- [Goal of the exercise]:
Can you update the part of the note on the Myers v. Schneiderman decision that opens with the words containing "While assisted suicide" and closes with "physician or not.", giving it again with "life sustaining" replaced by "life-prolonging"?

- [Quoted passage]:
▬▬▬▬▬▬▬▬▬▬

The New York Court of Appeals recently issued a decision in the Myers v. Schneiderman matter. 30 N.Y.3d 1 (2017). The case involved a group of terminally ill patients and medical providers who brought an action in New York, challenging the interpretation of the law prohibiting assisted suicide. Specifically, the plaintiffs sought a declaration carving out an exception in the law for physicians, allowing the prescription of lethal doses of drugs to mentally competent terminally ill patients.
Despite their efforts to argue that a prohibition on physician assisted suicide interfered with a physician’s duty to provide aid and relieve pain, the Court determined the statute simply did not allow for the exception.
While assisted suicide is outlawed, terminally ill patients are able to intentionally refuse life sustaining medical efforts, which can speed-up the process of death. With this in mind, the plaintiffs also attempted to argue that a prohibition on assisted suicide was unconstitutional on the grounds that it treated patients whose specific conditions do not allow for the refusal of life sustaining treatment in order to speed up the process of death differently from individuals with that option. Ultimately, this argument also failed.
Hence, as it stands in New York, any intentional act, causing or aiding another person in attempting or committing suicide constitutes manslaughter in the second degree, whether you’re a physician or not.

▬▬▬▬▬▬▬▬▬▬

Items in a dataset
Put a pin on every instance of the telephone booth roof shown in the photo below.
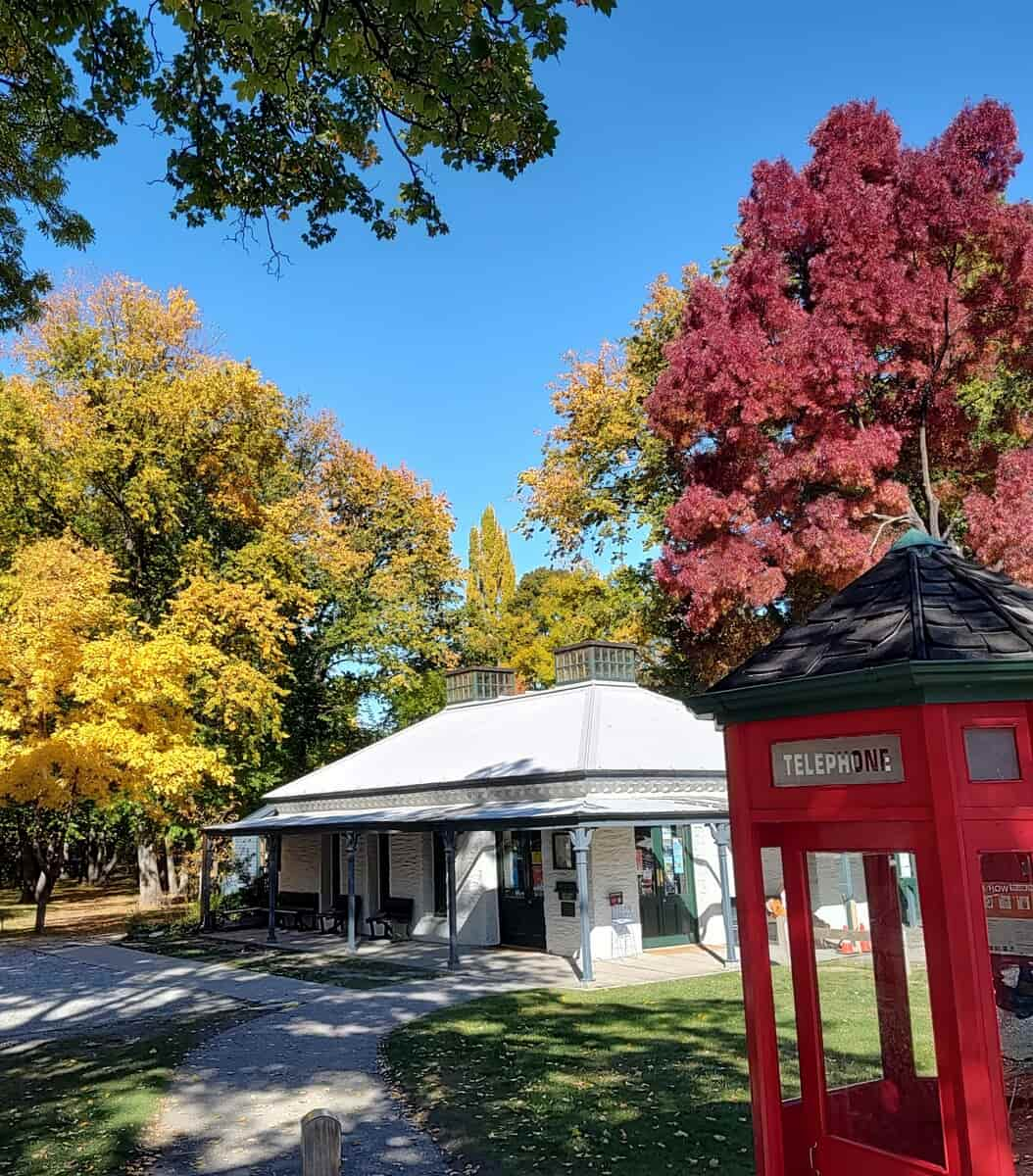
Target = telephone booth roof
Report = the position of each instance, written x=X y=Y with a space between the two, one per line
x=923 y=624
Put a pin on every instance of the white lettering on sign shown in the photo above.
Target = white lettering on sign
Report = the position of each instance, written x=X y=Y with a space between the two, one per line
x=858 y=760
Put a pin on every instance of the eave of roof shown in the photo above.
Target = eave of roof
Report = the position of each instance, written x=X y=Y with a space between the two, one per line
x=587 y=811
x=579 y=732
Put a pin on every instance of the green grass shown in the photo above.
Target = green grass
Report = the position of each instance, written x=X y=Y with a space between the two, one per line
x=629 y=1081
x=76 y=1106
x=319 y=967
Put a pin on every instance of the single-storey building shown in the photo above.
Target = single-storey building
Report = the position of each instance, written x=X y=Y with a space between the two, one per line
x=587 y=820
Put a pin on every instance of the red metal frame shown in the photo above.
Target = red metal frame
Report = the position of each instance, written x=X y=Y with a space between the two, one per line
x=946 y=820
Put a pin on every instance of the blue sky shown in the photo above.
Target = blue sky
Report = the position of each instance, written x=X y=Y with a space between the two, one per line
x=438 y=353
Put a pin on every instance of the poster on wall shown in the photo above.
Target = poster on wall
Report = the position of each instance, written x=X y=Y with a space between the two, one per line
x=1009 y=916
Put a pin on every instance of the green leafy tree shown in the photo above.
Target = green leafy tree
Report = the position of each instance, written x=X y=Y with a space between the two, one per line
x=271 y=109
x=556 y=607
x=491 y=580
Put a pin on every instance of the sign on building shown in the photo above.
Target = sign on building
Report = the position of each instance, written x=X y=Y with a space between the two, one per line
x=850 y=760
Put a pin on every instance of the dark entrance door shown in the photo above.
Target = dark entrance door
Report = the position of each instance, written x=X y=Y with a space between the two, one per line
x=521 y=888
x=666 y=891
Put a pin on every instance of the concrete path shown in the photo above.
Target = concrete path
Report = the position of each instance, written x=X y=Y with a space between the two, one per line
x=234 y=1106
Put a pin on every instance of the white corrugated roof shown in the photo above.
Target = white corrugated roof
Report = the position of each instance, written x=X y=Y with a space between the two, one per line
x=593 y=728
x=594 y=808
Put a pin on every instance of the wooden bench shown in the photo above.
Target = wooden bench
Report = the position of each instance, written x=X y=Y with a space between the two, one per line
x=294 y=906
x=240 y=917
x=392 y=912
x=338 y=914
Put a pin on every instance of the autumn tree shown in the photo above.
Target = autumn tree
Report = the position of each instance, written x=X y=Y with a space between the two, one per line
x=365 y=662
x=97 y=706
x=606 y=479
x=491 y=580
x=233 y=517
x=606 y=482
x=863 y=368
x=271 y=110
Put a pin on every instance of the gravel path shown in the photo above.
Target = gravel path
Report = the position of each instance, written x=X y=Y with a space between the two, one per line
x=50 y=994
x=234 y=1106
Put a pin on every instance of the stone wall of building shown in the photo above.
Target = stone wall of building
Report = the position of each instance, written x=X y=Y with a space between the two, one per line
x=616 y=932
x=708 y=877
x=300 y=862
x=476 y=885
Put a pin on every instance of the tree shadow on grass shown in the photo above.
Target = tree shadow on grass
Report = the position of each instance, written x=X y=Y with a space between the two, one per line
x=635 y=1082
x=79 y=1105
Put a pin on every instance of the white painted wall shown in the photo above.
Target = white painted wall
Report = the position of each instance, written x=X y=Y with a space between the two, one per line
x=611 y=868
x=615 y=869
x=300 y=862
x=476 y=886
x=246 y=857
x=708 y=876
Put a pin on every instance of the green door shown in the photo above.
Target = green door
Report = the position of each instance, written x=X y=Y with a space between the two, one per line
x=666 y=888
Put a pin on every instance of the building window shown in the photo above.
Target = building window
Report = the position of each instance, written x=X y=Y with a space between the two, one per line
x=440 y=877
x=992 y=753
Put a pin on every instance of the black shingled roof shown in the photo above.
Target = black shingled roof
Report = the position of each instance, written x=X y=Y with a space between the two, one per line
x=921 y=603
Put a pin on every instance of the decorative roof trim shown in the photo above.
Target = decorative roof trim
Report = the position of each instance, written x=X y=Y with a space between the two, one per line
x=529 y=777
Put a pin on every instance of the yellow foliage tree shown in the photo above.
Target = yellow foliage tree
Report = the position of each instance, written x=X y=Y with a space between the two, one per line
x=95 y=706
x=303 y=577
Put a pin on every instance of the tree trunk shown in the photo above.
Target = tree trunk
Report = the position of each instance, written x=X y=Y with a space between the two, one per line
x=48 y=851
x=150 y=877
x=173 y=880
x=44 y=889
x=28 y=871
x=107 y=867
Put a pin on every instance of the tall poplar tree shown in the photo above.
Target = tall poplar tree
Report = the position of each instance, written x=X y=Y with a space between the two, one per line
x=491 y=580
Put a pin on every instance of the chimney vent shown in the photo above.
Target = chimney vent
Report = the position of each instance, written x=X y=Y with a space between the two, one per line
x=477 y=683
x=596 y=662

▬▬▬▬▬▬▬▬▬▬

- [Task solution]:
While assisted suicide is outlawed, terminally ill patients are able to intentionally refuse life-prolonging medical efforts, which can speed-up the process of death. With this in mind, the plaintiffs also attempted to argue that a prohibition on assisted suicide was unconstitutional on the grounds that it treated patients whose specific conditions do not allow for the refusal of life-prolonging treatment in order to speed up the process of death differently from individuals with that option. Ultimately, this argument also failed.
Hence, as it stands in New York, any intentional act, causing or aiding another person in attempting or committing suicide constitutes manslaughter in the second degree, whether you’re a physician or not.